▸ **PASSAGE GIVEN**:
Friday, April 3, 2009

For Steven

Steven Bach used to start each Monday screenwriting class by asking us what movies we’d seen over the weekend. He’d go around the table asking everyone, no matter how much work he’d assigned for that day; and sometimes one response would provoke him into a story about the film in question or someone he knew in the movie business that would hold us all in silent attention until that final denouement when he’d break the silence with: “So Harry, what’d you see?” Always the showman, when Steven spoke the subject matter always came alive. Whether he was describing Romeo and Juliet as a play “about two fourteen your old kids who do it,” ruminating on Moses’ speech impediment, or defending the college’s educational philosophies (“You kids don’t realize that most other places are just glorified community colleges compared to Bennington”); we listened.

But it was always the world of old Hollywood that he created most vividly as his passion added a zany realism to a subject that in the wrong hands could become little more than a sequence of names, dates, and deteriorating celluloid. You could almost hear David O Selznick fast-talking his way to the top and see D.W. Griffith peeking down the blouses of the underage girls on set. That was his world, and to sit in a Steven Bach class or to read even a single page of one of his books was to lose yourself in that magic. He knew full well that world was foreign to us and was always asking us questions to probe the extent of the generation gap (“Do you kids know Rita Hayworth?”). Modern Hollywood blockbusters seemed to fill him with confusion and disgust—like when he’d fumblingly refer to The Matrix Overloaded or The Matrix Overboard—though behind those misnomers lay a wisdom about the workings of Hollywood I still don’t understand after six terms of classes and 400 pages of Final Cut.

▸ **WRITTEN REQUEST A**:
Answer these from the tribute to Steven Bach, one answer per line, marked the same way:
(i) On which day of the week did his screenwriting class start?
(ii) How many terms of classes does the writer say they took?
(iii) Which actress did Steven ask the students whether they knew?

▸ **DATASET RECORDS**:
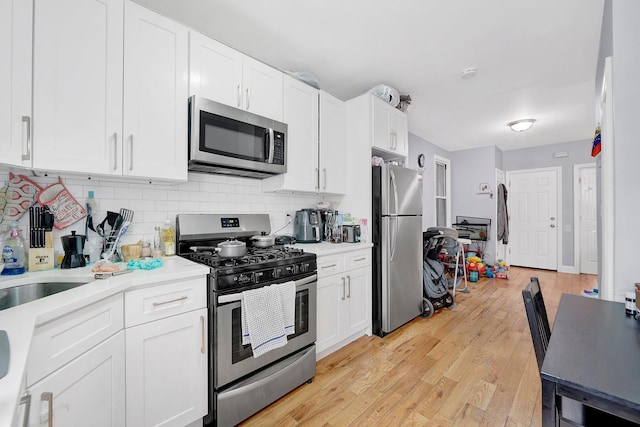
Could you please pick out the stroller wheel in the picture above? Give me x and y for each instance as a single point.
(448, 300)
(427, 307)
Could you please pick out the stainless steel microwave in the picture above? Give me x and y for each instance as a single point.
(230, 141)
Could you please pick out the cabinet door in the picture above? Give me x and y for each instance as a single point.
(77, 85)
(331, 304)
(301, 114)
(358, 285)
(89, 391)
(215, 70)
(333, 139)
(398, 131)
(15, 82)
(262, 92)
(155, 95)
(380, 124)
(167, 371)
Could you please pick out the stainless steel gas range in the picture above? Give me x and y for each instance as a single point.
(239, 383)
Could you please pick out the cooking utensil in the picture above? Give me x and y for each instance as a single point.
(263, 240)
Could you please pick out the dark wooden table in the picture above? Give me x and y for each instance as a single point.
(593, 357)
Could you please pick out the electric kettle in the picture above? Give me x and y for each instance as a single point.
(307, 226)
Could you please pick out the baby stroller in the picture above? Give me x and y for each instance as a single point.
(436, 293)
* * *
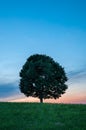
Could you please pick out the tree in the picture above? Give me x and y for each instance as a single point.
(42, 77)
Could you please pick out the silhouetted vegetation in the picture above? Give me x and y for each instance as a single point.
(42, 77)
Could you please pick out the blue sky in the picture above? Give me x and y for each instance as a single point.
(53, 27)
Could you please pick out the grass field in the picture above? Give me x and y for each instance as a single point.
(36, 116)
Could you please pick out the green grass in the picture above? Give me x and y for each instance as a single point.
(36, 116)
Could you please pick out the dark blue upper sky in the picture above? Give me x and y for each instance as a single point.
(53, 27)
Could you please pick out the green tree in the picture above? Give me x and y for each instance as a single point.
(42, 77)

▸ **WRITTEN REQUEST B**:
Return every row from both blocks that contains the string "green". Matching is case-sensitive.

▸ **TASK RESPONSE A**:
(i) Monday
(ii) Six
(iii) Rita Hayworth

▸ **TASK RESPONSE B**:
Could you please pick out the green grass in the picture above? Give me x and y for each instance as a single point.
Could you please pick out the green tree in the picture above? Give me x and y for each instance as a single point.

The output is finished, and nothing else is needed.